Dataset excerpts
━━━━━━━━
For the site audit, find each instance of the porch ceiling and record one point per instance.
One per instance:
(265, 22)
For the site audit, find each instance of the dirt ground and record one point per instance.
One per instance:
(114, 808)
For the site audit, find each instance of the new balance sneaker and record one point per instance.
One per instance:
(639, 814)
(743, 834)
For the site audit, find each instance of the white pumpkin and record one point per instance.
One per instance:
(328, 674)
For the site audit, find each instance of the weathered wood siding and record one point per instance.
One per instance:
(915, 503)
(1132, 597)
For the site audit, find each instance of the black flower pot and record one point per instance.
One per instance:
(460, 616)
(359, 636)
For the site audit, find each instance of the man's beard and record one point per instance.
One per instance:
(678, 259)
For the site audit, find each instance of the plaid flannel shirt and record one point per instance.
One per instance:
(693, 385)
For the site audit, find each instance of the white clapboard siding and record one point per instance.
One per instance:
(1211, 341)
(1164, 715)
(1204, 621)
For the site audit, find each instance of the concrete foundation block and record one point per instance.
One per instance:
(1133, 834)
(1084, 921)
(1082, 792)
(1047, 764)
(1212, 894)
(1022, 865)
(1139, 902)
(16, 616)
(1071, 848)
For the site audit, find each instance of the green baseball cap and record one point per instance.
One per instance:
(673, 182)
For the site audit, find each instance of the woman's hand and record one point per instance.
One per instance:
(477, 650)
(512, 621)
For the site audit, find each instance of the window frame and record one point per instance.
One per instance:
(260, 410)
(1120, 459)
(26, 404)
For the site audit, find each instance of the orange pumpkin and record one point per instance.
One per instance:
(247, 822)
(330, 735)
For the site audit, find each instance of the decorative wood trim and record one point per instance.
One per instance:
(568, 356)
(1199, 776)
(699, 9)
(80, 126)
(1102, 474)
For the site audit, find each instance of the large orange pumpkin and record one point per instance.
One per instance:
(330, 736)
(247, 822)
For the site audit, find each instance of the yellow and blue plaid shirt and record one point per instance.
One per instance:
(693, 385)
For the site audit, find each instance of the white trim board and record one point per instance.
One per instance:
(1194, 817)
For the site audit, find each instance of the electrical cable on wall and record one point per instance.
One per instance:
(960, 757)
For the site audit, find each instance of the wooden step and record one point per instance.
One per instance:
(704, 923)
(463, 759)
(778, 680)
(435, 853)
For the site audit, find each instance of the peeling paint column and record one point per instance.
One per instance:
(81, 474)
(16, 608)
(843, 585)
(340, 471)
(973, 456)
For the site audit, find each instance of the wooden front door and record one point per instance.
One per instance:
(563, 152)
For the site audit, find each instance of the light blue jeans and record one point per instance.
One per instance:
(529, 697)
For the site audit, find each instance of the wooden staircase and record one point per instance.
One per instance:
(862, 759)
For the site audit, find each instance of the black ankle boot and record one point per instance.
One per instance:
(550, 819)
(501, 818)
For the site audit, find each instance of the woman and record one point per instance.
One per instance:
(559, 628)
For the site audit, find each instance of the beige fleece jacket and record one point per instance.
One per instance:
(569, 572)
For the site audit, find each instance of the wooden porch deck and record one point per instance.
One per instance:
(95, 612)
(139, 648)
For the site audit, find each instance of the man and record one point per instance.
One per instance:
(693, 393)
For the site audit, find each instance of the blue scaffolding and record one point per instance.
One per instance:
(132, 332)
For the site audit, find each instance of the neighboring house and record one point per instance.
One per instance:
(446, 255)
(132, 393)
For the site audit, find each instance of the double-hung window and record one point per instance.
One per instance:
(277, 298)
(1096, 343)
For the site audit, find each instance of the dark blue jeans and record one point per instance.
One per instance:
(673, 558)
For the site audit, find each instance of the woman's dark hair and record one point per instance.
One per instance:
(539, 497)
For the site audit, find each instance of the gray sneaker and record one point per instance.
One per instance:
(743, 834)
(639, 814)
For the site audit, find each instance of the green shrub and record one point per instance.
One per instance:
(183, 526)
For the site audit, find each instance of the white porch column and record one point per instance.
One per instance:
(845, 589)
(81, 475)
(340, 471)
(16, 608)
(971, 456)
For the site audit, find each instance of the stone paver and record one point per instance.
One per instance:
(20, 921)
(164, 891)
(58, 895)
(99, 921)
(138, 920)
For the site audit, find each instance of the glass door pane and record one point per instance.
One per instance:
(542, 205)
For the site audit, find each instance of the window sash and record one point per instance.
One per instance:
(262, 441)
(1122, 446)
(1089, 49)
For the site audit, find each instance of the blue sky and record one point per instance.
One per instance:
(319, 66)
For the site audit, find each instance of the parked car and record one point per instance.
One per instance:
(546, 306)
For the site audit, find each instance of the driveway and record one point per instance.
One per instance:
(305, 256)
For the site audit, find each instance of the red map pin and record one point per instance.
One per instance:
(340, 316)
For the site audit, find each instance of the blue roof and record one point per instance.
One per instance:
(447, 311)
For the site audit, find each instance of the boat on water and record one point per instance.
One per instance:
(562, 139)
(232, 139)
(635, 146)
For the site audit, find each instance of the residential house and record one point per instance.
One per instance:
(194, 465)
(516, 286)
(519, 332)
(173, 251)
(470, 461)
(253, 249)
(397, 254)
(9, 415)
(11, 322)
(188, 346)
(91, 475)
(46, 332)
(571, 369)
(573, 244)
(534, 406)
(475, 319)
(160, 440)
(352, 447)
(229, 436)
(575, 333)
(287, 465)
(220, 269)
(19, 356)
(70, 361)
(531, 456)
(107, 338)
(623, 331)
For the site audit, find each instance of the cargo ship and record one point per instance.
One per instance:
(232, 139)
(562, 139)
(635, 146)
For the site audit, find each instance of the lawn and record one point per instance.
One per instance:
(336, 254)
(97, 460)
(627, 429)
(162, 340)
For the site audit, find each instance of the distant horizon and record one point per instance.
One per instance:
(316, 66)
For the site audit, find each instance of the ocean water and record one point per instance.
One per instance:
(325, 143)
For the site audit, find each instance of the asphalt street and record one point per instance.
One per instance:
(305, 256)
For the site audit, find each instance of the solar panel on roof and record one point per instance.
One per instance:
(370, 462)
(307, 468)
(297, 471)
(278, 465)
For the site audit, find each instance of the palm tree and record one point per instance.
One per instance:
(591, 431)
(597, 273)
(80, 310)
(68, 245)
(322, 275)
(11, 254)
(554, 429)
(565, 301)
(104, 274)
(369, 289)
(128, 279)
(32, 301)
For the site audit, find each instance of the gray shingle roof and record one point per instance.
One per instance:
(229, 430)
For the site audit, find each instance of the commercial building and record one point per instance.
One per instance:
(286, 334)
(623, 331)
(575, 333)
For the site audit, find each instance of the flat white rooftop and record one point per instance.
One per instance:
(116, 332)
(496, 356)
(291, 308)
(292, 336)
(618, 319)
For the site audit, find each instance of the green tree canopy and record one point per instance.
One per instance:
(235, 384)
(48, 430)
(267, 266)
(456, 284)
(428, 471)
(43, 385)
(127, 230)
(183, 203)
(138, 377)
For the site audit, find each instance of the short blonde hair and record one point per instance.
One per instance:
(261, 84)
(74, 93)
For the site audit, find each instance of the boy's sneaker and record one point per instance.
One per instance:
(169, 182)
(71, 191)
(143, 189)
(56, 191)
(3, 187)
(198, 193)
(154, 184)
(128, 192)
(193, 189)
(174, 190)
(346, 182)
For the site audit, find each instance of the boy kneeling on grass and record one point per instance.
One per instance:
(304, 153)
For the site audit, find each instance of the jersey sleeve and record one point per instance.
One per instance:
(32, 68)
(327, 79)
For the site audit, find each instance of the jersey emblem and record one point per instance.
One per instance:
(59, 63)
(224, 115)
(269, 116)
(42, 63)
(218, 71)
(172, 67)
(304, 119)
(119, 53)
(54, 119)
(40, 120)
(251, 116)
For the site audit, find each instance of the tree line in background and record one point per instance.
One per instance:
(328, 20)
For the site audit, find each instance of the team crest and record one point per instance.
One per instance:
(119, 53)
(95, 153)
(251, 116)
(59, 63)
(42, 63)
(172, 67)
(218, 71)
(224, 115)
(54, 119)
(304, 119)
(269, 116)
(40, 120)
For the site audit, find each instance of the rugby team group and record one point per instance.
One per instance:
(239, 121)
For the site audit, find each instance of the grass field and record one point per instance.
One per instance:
━━━━━━━━
• **PROBLEM DESCRIPTION**: Your answer should consist of copies of the lines above that include the string "siding".

• **OUTPUT FOR THIS EXERCISE**:
For the site audit, find each instance of the weathered wood siding and record one point per instance.
For the site audit, find each instance of the white clapboard siding and record one point per instance.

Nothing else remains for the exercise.